- DESAFÍOS
a. Según el fragmento citado, ¿en qué otro país, aparte de Estados Unidos, ha existido una presión legislativa o cultural similar en favor de la asimilación y la indiferencia étnica?
b. Reproduce sin cambios el fragmento citado desde "Así que no deja" hasta "tanto estas cuestiones?".

- FRAGMENTO CITADO
# # # # # # #

Es como si hubiéramos preservado la mitad de nuestro modelo de separación tradicional askenazí —saber quién es tu propia gente— pero hubiéramos perdido la otra mitad, porque carecemos de la tradición de un campesinado cristiano instintiva y recelosamente consciente de la presencia judía entre ellos. Estados Unidos es simplemente demasiado grande y diverso —y el asentamiento judío está demasiado concentrado geográficamente— para sostener este tipo de conciencia y reconocimiento.
Quizá. Pero seguramente deberías incorporar a tu versión el sorprendente éxito de la legislación antirracista, la política multicultural y la corrección política de los pasados cuarenta años. De muy diversas formas, los estadounidenses han llegado a entender que a uno no debería obsesionarle si alguien es negro, judío o lo que sea. Al final, reforzada por la ley y la práctica, la indiferencia se hace sistémica. Si le dices a la gente con la suficiente frecuencia que identificar a los demás por su color, religión o cultura está mal —y no existe una presión en contra bajo la forma de partidos racistas, prejuicios institucionalizados, un temor generalizado o cualquier otro modo de movilización demagógica—, la gente acaba haciendo lo correcto por costumbre.
Nunca ha existido una presión legislativa o cultural similar en pro de la asimilación y la indiferencia étnica en ninguna otra parte del mundo excepto Francia. Y en el caso francés, como tú sabes, esto fue resultado de un conjunto de consideraciones y circunstancias muy distintas. Aun así, algunos efectos son comparables. Sin dejar de admitir el caso excepcional de personalidades destacadas con un nombre (extranjero) inequívocamente judío como Finkielkraut, lo normal es que el público, los espectadores y lectores franceses desconozcan que un intelectual o comentarista público es judío y dicha información les resulte indiferente.
Por poner quizá el caso actual más conocido, yo nunca he oído que Bernard-Henri Lévy —que difícilmente podría tomarse por otra cosa que por judío, aunque solo sea por el nombre— sea descrito como un judío, ni siquiera por aquellos que le desprecian. Parece darse por hecho que sean cuales sean las cualidades o los defectos como figura pública que uno tenga en Francia, pueden ser catalogados, ya sea favorable o desfavorablemente, sin recurrir a una etiqueta étnica. Nótese, sin embargo, que con toda seguridad esto no era así antes de 1945.
Yo creo que tu sugerencia de que los judíos en Estados Unidos tienen una sensación estrictamente subjetiva de su identidad diferenciada y que esta no es compartida por los observadores externos suscita una cuestión interesante. Si realmente es cierto que solo los judíos pueden identificarse unos a otros, entonces Estados Unidos debe constituir un desafío permanente a las premisas mismas del sionismo. Después de todo, si puedes venir a un país en el cual —llegado un determinado momento— la gente no será consciente de que eres judío a menos que tú lo quieras, habremos hecho realidad una de las grandes ambiciones de los asimilacionistas. En cuyo caso, ¿para qué necesitamos a Israel?
Así que no deja de resultar una curiosa paradoja que en uno de los pocos países en los que la asimilación ha funcionado de verdad, nos encontremos con que los judíos están casi exclusivamente obsesionados con precisamente aquellas circunstancias en las que la asimilación ha fracasado o ha sido directamente rechazada: la exterminación en masa y el Estado judío. ¿Por qué en Estados Unidos precisamente a los judíos les importan tanto estas cuestiones?

# # # # # # #

- DATOS REGISTRADOS

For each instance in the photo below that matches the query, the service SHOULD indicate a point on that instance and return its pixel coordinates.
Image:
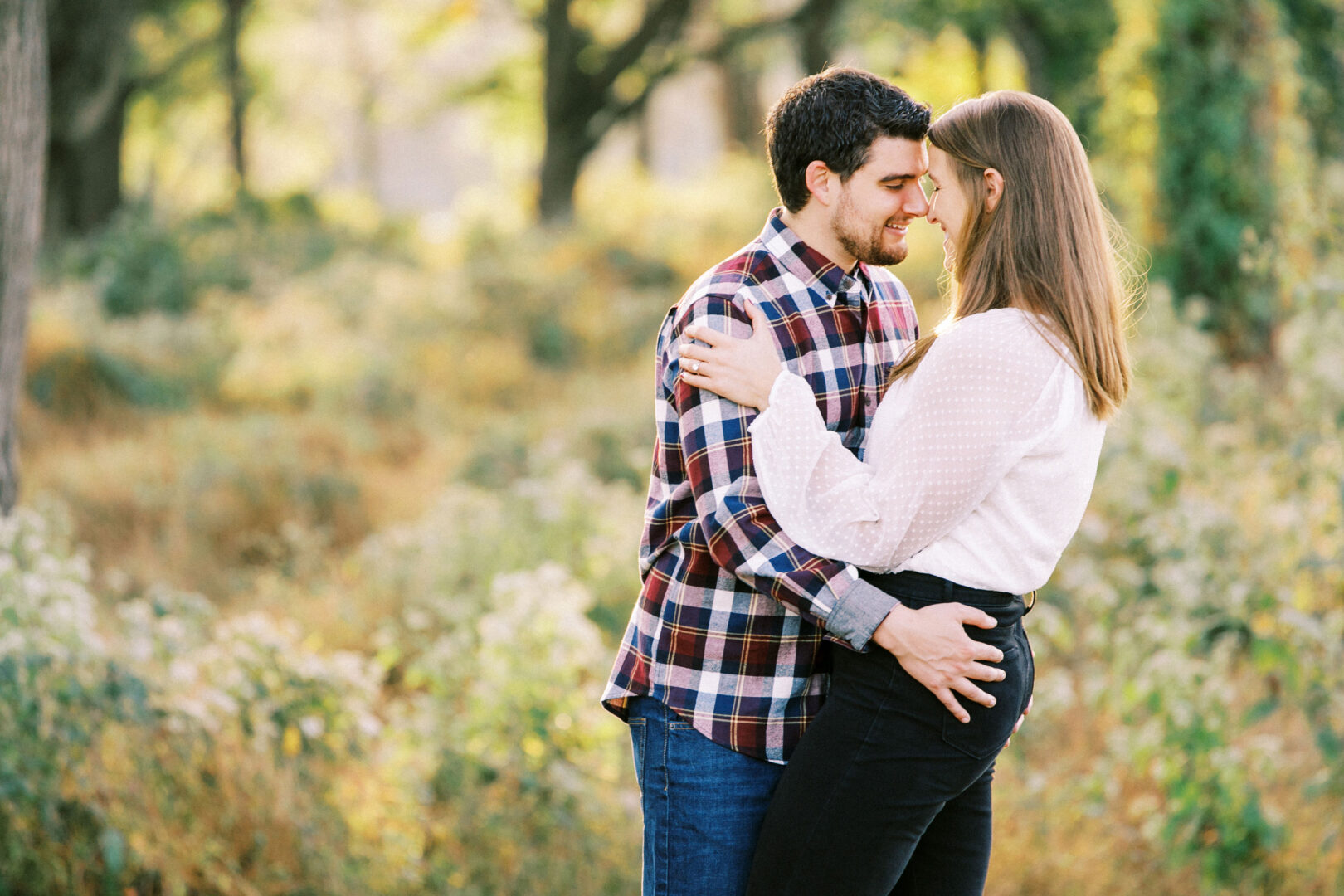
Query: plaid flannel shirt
(730, 621)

# # # # # # #

- PROBLEMAS RESUELTOS
a. Francia.

b.
Así que no deja de resultar una curiosa paradoja que en uno de los pocos países en los que la asimilación ha funcionado de verdad, nos encontremos con que los judíos están casi exclusivamente obsesionados con precisamente aquellas circunstancias en las que la asimilación ha fracasado o ha sido directamente rechazada: la exterminación en masa y el Estado judío. ¿Por qué en Estados Unidos precisamente a los judíos les importan tanto estas cuestiones?